(begin)
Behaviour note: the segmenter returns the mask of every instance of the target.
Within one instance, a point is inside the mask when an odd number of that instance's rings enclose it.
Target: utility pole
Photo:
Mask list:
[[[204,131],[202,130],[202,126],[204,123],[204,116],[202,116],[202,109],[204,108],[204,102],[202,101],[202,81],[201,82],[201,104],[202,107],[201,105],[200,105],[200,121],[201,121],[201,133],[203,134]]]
(end)
• **What needs to be done**
Turn the entries above into a Markdown table with a "No." column for the row number and a "Text" column for each line, leaving out blank lines.

• **Exercise result**
| No. | Text |
|---|---|
| 1 | Behaviour note: the segmenter returns the mask of every instance of the target. |
| 2 | Within one instance, a point is inside the mask when an odd number of that instance's rings enclose it. |
| 3 | Target: utility pole |
| 4 | Photo: |
| 5 | Mask list: |
| 6 | [[[204,131],[202,130],[202,126],[204,123],[204,116],[202,116],[202,109],[204,108],[204,102],[202,101],[202,81],[201,82],[201,104],[202,107],[201,105],[200,105],[200,121],[201,121],[201,133],[203,134]]] |